Spitzer said the “lying in wait” enhancement on the murder charge comes as a result of Chou attempting to conceal himself within the congregation before the shooting.
“He did everything he could to fit in, to make himself one of them,” Spitzer said. “We typically think of the person who hides in the bushes. ... This case is about the person concealing themselves in plain view.”
Spitzer did not apply a hate crime enhancement to the charges.
“While there is very strong evidence right now that this was motivated by hate, we want to make sure we have put together all the evidence that confirms that theory of the case,” Spitzer said.
Barnes called Cheng’s heroism in attempting to stop the gunman “a meeting of good versus evil.” About 50 people were inside the church for a luncheon after morning services when the shooting began.
“The majority of the people in attendance were elderly, and they acted spontaneously, heroically,” Barnes said Monday. “If not for their quick action, the way that this individual set up that environment to kill many more people, there would have been many, many more lives lost if not for the concerted effort of the members of that church.”
After the gunman arrived at the church, he tried to secure the doors with chains, nails and super glue before opening fire, police said. The gunman was armed with two pistols legally purchased in Nevada, and police found several bags with magazines of ammunition and Molotov cocktails in the church, Barnes said.
Cheng charged the gunman, which allowed others to intervene to stop the shooting. A pastor hit the gunman on the head with a chair, and parishioners hogtied him with electrical cords. He was still tied when police arrived.

_DATA RECORDS_:

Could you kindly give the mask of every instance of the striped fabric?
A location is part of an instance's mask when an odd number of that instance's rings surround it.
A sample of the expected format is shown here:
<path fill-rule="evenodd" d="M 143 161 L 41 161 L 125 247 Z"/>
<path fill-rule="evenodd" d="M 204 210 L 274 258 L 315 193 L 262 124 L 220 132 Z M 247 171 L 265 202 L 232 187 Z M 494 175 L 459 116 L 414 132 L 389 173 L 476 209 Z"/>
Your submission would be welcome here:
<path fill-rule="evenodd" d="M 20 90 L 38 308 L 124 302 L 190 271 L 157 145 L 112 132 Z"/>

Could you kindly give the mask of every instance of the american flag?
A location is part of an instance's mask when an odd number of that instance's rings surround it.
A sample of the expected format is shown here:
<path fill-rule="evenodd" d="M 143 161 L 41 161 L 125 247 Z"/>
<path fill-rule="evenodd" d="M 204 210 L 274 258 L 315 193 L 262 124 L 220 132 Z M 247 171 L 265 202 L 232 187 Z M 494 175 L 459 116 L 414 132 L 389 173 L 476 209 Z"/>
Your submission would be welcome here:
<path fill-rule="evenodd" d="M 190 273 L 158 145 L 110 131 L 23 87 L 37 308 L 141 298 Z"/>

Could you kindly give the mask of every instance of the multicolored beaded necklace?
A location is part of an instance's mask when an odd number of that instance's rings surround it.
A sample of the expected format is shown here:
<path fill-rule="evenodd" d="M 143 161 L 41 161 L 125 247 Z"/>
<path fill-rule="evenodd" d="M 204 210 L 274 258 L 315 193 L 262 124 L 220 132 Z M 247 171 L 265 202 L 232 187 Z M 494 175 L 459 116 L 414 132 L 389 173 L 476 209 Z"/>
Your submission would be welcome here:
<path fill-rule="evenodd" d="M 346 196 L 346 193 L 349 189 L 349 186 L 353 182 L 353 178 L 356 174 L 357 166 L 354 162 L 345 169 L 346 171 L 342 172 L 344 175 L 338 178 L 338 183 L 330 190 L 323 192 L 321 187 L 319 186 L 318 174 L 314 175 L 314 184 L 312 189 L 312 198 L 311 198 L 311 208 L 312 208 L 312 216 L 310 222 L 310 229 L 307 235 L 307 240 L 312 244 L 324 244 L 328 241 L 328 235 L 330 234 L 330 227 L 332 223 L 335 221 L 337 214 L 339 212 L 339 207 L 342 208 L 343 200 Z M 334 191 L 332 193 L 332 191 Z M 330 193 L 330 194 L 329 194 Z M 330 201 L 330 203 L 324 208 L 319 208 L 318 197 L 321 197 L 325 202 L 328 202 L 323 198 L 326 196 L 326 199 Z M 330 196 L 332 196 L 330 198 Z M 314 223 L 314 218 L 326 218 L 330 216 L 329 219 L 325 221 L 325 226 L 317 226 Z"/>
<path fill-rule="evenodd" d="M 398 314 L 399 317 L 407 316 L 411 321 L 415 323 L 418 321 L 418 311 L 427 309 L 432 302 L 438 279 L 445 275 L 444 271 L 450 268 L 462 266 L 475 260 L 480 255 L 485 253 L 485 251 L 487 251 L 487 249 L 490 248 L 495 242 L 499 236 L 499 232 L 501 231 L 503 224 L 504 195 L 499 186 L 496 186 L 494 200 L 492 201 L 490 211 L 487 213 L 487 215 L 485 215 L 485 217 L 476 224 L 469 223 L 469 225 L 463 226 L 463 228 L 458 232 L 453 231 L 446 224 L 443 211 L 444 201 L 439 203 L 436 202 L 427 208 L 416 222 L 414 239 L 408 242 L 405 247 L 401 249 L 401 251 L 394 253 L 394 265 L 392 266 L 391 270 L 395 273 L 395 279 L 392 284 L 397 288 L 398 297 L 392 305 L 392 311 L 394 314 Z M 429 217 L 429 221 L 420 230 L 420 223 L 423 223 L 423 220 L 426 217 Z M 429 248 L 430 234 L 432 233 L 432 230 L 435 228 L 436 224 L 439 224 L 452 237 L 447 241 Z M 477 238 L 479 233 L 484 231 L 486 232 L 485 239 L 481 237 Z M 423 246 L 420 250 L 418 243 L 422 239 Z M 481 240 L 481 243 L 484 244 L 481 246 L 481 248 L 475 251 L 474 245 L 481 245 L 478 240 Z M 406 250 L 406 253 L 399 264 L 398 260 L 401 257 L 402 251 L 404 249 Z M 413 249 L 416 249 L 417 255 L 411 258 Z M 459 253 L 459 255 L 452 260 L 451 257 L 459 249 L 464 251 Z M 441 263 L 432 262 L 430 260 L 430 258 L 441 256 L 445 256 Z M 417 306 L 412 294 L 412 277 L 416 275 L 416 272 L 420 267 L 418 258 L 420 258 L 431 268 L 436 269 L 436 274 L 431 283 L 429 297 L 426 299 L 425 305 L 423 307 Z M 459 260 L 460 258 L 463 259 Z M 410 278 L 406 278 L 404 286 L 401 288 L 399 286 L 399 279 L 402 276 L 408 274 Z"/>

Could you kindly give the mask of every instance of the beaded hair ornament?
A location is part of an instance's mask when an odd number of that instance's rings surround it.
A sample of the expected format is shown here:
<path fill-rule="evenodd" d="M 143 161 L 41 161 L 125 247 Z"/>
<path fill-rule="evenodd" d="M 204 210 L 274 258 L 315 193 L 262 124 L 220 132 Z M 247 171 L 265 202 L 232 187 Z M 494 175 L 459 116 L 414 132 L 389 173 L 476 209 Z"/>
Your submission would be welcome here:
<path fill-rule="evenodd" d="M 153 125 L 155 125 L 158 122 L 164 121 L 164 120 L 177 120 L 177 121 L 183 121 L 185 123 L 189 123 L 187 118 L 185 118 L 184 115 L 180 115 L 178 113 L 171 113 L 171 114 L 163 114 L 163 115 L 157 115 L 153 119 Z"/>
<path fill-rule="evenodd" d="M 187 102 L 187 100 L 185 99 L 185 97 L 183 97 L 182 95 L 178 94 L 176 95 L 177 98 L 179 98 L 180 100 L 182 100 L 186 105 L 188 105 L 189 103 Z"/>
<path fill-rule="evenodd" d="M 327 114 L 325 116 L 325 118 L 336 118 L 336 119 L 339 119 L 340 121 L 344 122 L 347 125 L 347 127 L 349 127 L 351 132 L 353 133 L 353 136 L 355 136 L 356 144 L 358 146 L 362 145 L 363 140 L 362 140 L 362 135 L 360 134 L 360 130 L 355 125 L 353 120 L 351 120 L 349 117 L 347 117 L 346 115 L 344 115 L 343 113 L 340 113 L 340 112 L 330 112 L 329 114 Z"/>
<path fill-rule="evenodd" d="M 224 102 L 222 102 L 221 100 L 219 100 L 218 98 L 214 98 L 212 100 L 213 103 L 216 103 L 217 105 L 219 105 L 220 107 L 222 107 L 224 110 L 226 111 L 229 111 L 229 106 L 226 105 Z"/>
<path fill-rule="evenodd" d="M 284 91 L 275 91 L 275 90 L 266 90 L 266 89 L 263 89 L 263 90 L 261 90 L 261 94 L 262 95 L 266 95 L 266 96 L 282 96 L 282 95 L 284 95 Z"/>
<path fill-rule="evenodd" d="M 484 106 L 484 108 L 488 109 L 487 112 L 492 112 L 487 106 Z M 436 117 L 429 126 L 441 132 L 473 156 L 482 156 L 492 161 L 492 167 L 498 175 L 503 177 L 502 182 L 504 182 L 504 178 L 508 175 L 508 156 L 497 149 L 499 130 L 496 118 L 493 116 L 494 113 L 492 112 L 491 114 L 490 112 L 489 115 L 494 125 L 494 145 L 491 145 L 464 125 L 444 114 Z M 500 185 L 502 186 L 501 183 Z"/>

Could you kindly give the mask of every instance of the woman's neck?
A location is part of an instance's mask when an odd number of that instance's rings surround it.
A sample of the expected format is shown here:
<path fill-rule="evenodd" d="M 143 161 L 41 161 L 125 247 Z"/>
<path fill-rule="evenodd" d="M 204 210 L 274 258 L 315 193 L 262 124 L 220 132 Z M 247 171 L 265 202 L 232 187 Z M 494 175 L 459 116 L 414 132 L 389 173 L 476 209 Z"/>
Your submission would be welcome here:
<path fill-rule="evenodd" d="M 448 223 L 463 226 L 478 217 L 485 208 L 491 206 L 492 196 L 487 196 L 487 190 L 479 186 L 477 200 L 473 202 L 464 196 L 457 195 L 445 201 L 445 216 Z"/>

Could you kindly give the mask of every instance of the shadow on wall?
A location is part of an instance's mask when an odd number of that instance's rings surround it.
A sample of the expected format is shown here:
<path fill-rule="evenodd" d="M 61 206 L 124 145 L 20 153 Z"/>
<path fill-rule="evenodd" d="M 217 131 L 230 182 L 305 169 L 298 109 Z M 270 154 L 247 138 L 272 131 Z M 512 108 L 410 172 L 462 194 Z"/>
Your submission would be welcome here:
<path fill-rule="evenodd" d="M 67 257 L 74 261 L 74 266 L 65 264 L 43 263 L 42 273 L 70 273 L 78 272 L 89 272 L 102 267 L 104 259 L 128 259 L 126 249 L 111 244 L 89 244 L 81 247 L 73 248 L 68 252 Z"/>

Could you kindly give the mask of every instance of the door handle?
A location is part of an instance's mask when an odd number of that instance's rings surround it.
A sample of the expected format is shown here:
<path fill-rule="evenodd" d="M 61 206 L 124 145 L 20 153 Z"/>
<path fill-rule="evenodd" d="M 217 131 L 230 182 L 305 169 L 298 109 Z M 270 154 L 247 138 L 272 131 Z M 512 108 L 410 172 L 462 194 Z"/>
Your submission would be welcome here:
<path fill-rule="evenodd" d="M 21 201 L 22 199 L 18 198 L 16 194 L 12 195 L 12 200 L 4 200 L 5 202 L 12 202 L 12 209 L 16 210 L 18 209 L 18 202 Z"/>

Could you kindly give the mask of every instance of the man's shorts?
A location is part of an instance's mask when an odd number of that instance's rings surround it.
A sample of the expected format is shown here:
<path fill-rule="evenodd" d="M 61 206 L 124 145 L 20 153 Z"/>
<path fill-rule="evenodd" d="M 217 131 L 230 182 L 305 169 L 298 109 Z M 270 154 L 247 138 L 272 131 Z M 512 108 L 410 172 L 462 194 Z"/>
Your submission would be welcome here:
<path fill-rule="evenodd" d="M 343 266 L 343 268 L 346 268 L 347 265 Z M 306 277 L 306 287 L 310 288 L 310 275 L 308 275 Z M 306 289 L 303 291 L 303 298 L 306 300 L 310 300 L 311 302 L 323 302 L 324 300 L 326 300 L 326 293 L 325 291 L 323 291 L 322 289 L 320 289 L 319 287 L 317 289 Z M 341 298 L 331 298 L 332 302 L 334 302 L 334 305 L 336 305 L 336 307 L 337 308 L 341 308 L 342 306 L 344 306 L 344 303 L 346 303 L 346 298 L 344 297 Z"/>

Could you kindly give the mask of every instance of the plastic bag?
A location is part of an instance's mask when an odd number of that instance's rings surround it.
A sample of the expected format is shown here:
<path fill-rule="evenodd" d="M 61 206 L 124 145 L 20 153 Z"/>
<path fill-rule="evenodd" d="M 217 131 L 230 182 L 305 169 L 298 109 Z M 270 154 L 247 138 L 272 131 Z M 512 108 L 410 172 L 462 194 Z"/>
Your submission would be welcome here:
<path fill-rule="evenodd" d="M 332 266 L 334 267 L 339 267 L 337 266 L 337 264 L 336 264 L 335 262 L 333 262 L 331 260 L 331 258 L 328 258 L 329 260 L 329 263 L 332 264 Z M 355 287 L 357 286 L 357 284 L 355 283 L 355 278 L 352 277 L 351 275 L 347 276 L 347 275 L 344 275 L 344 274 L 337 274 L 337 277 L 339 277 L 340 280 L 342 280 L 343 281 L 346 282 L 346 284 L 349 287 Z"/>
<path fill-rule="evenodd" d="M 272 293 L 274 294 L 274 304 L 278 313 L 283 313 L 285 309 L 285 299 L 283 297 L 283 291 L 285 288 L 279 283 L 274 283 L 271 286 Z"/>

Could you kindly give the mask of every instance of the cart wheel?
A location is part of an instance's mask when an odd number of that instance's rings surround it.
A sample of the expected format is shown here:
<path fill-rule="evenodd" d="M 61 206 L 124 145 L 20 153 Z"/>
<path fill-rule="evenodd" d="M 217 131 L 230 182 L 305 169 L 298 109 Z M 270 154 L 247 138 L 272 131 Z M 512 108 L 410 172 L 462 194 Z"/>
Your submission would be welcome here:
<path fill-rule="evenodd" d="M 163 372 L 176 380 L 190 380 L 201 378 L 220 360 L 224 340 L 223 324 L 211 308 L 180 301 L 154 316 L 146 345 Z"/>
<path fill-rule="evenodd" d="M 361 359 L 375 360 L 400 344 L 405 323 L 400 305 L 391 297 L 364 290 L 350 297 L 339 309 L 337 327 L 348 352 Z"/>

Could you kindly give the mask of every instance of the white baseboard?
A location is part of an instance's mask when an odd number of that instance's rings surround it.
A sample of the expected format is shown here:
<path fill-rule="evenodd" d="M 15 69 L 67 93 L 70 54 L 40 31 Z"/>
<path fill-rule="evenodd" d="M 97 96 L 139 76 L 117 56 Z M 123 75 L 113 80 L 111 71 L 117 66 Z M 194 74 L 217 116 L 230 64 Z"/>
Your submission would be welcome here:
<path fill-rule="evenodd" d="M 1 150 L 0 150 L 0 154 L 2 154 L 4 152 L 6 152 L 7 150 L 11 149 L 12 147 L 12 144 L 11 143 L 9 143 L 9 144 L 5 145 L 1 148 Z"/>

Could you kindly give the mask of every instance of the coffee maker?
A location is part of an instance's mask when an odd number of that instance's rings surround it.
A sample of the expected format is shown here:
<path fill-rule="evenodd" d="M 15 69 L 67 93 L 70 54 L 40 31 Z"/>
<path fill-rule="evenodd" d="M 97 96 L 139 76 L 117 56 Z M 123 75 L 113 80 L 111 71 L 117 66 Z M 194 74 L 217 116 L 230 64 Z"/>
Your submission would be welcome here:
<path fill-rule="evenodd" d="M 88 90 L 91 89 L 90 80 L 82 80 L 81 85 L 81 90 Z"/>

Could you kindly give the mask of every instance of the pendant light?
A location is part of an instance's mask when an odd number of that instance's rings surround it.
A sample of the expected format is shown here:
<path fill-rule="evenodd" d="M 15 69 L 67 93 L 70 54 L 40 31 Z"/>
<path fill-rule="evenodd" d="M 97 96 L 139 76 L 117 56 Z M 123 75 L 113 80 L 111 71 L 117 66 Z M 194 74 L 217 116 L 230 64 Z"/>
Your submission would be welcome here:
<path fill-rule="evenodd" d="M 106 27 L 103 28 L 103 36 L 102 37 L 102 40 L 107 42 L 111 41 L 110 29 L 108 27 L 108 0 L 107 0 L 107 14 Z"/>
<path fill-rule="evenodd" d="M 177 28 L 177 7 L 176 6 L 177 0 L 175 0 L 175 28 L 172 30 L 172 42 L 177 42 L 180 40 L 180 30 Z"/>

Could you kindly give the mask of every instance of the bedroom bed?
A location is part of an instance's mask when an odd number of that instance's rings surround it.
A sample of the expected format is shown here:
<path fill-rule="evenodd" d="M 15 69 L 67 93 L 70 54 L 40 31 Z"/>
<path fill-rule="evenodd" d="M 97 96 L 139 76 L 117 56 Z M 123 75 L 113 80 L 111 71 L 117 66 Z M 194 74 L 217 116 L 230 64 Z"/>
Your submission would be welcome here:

_WORK INSTRUCTIONS_:
Decide whether each statement agrees with the church shooting article, answering yes or no and quoting the deciding words: (a) The gunman's two pistols were bought legally in Nevada. (b) Spitzer applied a hate crime enhancement to the charges. (c) Parishioners tied up the gunman with electrical cords.

_SOLUTION TO THIS EXERCISE_:
(a) Yes: "The gunman was armed with two pistols legally purchased in Nevada"
(b) No: "Spitzer did not apply a hate crime enhancement to the charges."
(c) Yes: "parishioners hogtied him with electrical cords"